*PROBLEM DESCRIPTION:* Present the count of lines in the entries below that hold "sneaker", and present nothing else.

*DATA TO PROCESS:*
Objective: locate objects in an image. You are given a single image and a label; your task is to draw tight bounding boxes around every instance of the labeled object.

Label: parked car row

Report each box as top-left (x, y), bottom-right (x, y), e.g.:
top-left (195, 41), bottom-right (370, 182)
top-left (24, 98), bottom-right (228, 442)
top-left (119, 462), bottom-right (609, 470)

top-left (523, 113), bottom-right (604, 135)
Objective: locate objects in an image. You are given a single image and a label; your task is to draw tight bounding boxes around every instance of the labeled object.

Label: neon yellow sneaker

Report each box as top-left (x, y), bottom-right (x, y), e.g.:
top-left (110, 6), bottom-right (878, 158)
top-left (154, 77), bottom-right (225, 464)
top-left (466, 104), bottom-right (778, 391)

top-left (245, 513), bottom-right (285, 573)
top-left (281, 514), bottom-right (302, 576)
==
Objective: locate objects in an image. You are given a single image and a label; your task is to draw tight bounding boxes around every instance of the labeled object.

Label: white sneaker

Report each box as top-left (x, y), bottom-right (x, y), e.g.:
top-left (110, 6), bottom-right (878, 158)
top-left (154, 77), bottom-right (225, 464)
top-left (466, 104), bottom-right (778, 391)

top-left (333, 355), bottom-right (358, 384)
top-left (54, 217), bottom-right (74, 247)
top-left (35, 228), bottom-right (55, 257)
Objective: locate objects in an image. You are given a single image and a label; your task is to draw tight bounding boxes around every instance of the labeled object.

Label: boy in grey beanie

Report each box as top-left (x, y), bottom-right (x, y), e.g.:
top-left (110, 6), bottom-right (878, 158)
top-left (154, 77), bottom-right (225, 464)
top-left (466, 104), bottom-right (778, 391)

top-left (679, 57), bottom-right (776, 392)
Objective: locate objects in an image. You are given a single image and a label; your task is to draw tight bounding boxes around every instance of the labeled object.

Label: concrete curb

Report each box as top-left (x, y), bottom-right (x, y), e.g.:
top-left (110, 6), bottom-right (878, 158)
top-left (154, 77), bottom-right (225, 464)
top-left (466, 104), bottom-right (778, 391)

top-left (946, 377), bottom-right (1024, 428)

*EXPECTED ANSWER:* 2